Which lines of the listing below contain the string "gray"? Copy each of them out.

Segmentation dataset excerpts

—————

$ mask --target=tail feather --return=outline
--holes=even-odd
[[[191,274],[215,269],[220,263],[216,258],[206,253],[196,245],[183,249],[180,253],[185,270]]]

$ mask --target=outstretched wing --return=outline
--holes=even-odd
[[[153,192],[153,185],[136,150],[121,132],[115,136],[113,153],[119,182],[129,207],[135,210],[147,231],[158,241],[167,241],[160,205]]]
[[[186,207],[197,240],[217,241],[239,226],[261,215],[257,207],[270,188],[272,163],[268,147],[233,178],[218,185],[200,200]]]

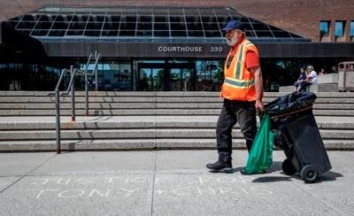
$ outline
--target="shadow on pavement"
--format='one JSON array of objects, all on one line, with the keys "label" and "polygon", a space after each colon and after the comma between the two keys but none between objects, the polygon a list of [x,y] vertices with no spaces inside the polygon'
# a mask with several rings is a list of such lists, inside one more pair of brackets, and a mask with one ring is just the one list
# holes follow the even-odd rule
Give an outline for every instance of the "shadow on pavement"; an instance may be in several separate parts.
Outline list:
[{"label": "shadow on pavement", "polygon": [[254,183],[266,183],[275,181],[291,181],[292,176],[264,176],[252,181]]},{"label": "shadow on pavement", "polygon": [[318,182],[335,181],[337,178],[340,178],[340,177],[343,177],[343,175],[340,173],[328,171],[319,176]]}]

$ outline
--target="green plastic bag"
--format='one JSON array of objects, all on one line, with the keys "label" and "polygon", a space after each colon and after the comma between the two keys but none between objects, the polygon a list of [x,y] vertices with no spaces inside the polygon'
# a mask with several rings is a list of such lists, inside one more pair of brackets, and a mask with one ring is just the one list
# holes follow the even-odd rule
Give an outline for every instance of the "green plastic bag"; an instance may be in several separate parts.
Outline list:
[{"label": "green plastic bag", "polygon": [[266,113],[250,149],[247,165],[243,172],[245,174],[263,174],[272,165],[274,134],[271,130],[270,120],[269,114]]}]

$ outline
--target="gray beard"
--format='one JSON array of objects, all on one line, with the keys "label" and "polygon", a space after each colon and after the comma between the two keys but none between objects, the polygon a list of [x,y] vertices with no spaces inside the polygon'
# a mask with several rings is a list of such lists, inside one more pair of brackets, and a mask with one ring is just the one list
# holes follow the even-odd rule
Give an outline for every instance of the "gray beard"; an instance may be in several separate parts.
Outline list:
[{"label": "gray beard", "polygon": [[229,46],[235,46],[237,43],[237,39],[235,37],[231,38],[231,40],[227,38],[227,42]]}]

—————

COMPLETED TASK -
--target="gray beard"
Give an outline for every instance of the "gray beard"; an instance may be in several separate parts.
[{"label": "gray beard", "polygon": [[229,46],[235,46],[237,43],[237,39],[235,37],[231,38],[231,40],[227,38],[227,42]]}]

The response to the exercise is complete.